> [SET PROBLEM]: Give back each of the records below word for word, without changing anything.

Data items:
_ _ _ _ _
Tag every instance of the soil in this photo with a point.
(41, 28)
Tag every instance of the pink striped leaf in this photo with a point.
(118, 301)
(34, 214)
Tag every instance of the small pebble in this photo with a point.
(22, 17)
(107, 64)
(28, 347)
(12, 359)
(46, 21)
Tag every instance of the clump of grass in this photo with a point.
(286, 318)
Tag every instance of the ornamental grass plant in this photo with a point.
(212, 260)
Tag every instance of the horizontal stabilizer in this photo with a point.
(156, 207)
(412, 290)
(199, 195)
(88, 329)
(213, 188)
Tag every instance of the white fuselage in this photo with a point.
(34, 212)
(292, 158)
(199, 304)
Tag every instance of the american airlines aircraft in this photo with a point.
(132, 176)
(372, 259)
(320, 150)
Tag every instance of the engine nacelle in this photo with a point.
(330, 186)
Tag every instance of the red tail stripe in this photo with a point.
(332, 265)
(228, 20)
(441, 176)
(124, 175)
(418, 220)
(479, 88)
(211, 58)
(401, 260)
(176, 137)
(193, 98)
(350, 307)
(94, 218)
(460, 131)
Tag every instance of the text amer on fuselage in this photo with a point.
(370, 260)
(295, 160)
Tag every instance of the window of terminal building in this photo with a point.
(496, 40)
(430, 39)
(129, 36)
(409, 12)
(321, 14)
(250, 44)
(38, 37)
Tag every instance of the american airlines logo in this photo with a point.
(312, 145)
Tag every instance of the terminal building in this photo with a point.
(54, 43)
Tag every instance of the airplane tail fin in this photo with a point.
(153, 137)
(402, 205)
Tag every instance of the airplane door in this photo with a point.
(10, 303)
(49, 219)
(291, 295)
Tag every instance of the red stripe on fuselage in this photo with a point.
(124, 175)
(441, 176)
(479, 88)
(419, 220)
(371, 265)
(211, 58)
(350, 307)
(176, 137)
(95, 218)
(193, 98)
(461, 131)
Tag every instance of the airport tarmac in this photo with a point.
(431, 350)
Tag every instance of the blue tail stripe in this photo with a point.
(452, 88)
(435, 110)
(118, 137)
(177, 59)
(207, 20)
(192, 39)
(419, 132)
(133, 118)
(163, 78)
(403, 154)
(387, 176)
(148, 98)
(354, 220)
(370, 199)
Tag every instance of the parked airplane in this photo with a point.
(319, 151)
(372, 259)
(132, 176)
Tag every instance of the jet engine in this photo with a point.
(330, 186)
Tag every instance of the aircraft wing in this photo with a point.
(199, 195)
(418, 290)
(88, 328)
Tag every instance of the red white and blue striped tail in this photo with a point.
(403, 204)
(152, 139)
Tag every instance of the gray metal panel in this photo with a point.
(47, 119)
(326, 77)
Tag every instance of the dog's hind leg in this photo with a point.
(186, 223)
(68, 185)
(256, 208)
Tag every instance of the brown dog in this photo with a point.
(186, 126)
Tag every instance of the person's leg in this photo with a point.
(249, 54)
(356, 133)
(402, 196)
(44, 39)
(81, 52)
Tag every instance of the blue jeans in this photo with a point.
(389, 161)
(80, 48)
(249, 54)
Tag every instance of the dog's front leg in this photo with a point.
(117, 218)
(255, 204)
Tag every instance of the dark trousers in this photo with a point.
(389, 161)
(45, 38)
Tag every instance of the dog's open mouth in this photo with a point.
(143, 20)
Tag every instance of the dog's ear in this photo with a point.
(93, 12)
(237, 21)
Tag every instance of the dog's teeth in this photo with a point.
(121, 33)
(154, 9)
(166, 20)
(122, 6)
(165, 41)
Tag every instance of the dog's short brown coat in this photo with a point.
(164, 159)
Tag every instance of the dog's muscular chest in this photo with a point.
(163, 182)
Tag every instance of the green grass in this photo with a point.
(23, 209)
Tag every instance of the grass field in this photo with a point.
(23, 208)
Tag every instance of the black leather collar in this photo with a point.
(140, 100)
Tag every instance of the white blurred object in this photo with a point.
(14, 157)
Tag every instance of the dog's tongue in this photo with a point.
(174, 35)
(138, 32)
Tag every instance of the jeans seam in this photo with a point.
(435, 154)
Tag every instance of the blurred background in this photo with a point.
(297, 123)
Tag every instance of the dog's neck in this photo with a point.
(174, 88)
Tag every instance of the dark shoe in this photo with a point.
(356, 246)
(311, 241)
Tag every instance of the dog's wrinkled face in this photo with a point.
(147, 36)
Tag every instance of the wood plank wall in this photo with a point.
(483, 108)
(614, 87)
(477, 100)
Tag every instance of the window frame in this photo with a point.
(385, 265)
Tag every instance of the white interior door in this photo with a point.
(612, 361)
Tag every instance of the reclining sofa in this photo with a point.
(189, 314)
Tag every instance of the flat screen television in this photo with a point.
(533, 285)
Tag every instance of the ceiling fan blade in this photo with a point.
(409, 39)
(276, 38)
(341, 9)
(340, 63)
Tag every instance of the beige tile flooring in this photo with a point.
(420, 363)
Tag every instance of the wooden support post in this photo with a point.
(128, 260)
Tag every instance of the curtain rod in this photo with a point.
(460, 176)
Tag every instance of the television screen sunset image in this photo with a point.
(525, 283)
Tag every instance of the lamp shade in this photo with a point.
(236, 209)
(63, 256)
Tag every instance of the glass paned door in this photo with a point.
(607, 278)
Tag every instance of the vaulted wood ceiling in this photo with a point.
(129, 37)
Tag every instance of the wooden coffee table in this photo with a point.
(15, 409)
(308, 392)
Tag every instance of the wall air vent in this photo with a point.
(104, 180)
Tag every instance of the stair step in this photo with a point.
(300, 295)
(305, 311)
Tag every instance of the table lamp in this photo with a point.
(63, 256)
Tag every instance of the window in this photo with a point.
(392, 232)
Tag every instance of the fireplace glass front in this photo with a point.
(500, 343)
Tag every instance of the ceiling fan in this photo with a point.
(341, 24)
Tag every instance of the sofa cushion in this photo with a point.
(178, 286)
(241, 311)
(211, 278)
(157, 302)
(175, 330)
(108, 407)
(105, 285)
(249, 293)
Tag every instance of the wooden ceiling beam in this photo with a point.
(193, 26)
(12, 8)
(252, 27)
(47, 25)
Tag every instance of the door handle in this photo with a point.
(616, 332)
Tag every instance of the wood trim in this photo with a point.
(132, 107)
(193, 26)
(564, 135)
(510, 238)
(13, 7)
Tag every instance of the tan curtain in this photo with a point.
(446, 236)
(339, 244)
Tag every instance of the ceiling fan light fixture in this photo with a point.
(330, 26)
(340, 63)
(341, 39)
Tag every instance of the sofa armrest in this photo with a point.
_ _ _ _ _
> [TASK RESPONSE]:
Tag every instance of the soil in this photo with a point.
(41, 28)
Tag every instance of the pink striped leaf in this photo with a point.
(118, 301)
(34, 214)
Tag every instance of the small pebble in this photo with a point.
(22, 17)
(107, 64)
(28, 347)
(12, 359)
(46, 21)
Tag every instance of the clump of grass in this photo with a point.
(286, 318)
Tag every instance of the ornamental grass plant in this photo with a point.
(212, 260)
Tag every instance of the horizontal stabilizer in this photo with a point.
(156, 207)
(412, 290)
(199, 195)
(88, 329)
(213, 188)
Tag every instance of the white fuselage in this photo with a point.
(34, 212)
(292, 158)
(199, 304)
Tag every instance of the american airlines aircraft in this photo with a point.
(132, 176)
(372, 259)
(320, 150)
Tag every instance of the engine nacelle in this photo with a point.
(330, 186)
Tag every instance of the red tail stripe in this photo with a point.
(332, 265)
(228, 20)
(441, 176)
(124, 175)
(418, 220)
(479, 88)
(211, 58)
(401, 260)
(176, 137)
(193, 98)
(350, 307)
(94, 218)
(460, 131)
Tag every instance of the text amer on fuselage in this photo with a point.
(370, 260)
(295, 160)
Tag every instance of the window of terminal building in this photo with a point.
(496, 40)
(430, 39)
(129, 36)
(409, 12)
(321, 14)
(250, 44)
(38, 37)
Tag every instance of the american airlines logo in this photo with a point.
(312, 145)
Tag every instance of the terminal building in this photo with a point.
(54, 43)
Tag every instance of the airplane tail fin in this photo with a point.
(153, 137)
(402, 205)
Tag every instance of the airplane door in this photo with a point.
(10, 303)
(49, 219)
(291, 295)
Tag every instance of the red stripe on fuselage in this photo with a point.
(124, 175)
(441, 176)
(479, 88)
(419, 220)
(371, 265)
(211, 58)
(350, 307)
(176, 137)
(95, 218)
(193, 98)
(461, 131)
Tag every instance of the airport tarmac in this photo with a point.
(431, 350)
Tag every instance of the blue tail stripe in this photo with a point.
(452, 88)
(435, 110)
(118, 137)
(177, 59)
(207, 20)
(192, 39)
(419, 132)
(133, 118)
(163, 78)
(403, 154)
(387, 176)
(148, 98)
(354, 220)
(370, 199)
Tag every instance of the parked airplane in this photo with a point.
(319, 151)
(372, 259)
(132, 176)
Tag every instance of the jet engine in this photo with a point.
(330, 186)
Tag every instance of the aircraft wing in this photo with a point.
(199, 195)
(418, 290)
(88, 328)
Tag every instance of the red white and blue striped tail in this photo with a point.
(403, 204)
(152, 139)
Tag every instance of the gray metal panel in this photo with a point.
(47, 119)
(326, 77)
Tag every instance of the dog's hind leg in this photo with a point.
(186, 223)
(68, 185)
(256, 208)
Tag every instance of the brown dog in this photo with a point.
(186, 126)
Tag every instance of the person's leg in this photo with a point.
(249, 54)
(356, 133)
(402, 196)
(44, 39)
(81, 52)
Tag every instance of the blue jeans in this photo with a point.
(389, 161)
(80, 48)
(249, 54)
Tag every instance of the dog's front leg in this photo with a point.
(117, 218)
(255, 204)
Tag every instance of the dark trousers in this photo with a point.
(389, 161)
(45, 38)
Tag every instance of the dog's open mouth in this photo with a point.
(143, 20)
Tag every instance of the dog's ear in this photo with a point.
(93, 12)
(237, 21)
Tag every instance of the dog's teeth in this photo with a point.
(121, 33)
(154, 9)
(166, 20)
(122, 6)
(165, 41)
Tag every instance of the dog's short brown coat in this photo with a point.
(164, 159)
Tag every instance of the dog's muscular chest in this photo with a point.
(163, 182)
Tag every instance of the green grass in this photo with a point.
(23, 209)
Tag every instance of the grass field in this photo with a point.
(23, 208)
Tag every instance of the black leather collar in this photo with a point.
(140, 100)
Tag every instance of the white blurred object in this photo with a point.
(14, 157)
Tag every instance of the dog's tongue in this photo with a point.
(174, 35)
(138, 32)
Tag every instance of the jeans seam in this photo with a point.
(435, 154)
Tag every instance of the blurred background in this photo with a point.
(297, 123)
Tag every instance of the dog's neck in this photo with a point.
(174, 88)
Tag every instance of the dark shoe in this photo with a point.
(356, 246)
(311, 241)
Tag every instance of the dog's wrinkled face in this photo with a point.
(147, 36)
Tag every instance of the wood plank wall in this photo with a point.
(483, 108)
(614, 87)
(477, 100)
Tag every instance of the window frame in this photo with a point.
(385, 265)
Tag every instance of the white interior door in this photo with a point.
(612, 361)
Tag every instance of the reclining sofa in this photo with a point.
(189, 314)
Tag every instance of the flat screen television in this photo with a point.
(533, 285)
Tag every instance of the ceiling fan blade in this photo with a point.
(409, 39)
(276, 38)
(341, 9)
(340, 63)
Tag every instance of the beige tile flooring in this photo with a point.
(420, 363)
Tag every instance of the wooden support post in this photo with a point.
(128, 260)
Tag every instance of the curtain rod in this photo with a point.
(460, 176)
Tag every instance of the television screen sunset image in this photo with a point.
(525, 283)
Tag every instance of the lamp shade in this photo with a point.
(236, 209)
(63, 256)
Tag every instance of the glass paned door in this photo with a point.
(607, 278)
Tag every instance of the vaulted wood ceiling in this photo with a point.
(129, 37)
Tag every instance of the wooden coffee table in this photo with a point.
(15, 409)
(308, 392)
Tag every instance of the wall air vent in this photo with a point.
(104, 180)
Tag every instance of the stair step in this photo with a point.
(300, 295)
(305, 311)
Tag every instance of the table lamp in this photo with a point.
(63, 256)
Tag every instance of the window in this photo with a point.
(392, 232)
Tag every instance of the fireplace glass front in this photo with a point.
(500, 343)
Tag every instance of the ceiling fan in this photo with a point.
(341, 24)
Tag every instance of the sofa cushion in this photo with a point.
(178, 286)
(241, 311)
(211, 278)
(157, 302)
(175, 330)
(108, 407)
(105, 285)
(249, 293)
Tag every instance of the wooden ceiling beam in this photo with a point.
(193, 26)
(12, 8)
(252, 27)
(47, 25)
Tag every instance of the door handle in this photo with a point.
(616, 332)
Tag every instance of the wood trim in this photo with a point.
(132, 107)
(193, 26)
(564, 135)
(510, 238)
(13, 7)
Tag every instance of the tan curtain in this photo with a point.
(446, 236)
(339, 244)
Tag every instance of the ceiling fan light fixture in this photo with a point.
(330, 26)
(340, 63)
(341, 39)
Tag every instance of the sofa armrest in this photo with a point.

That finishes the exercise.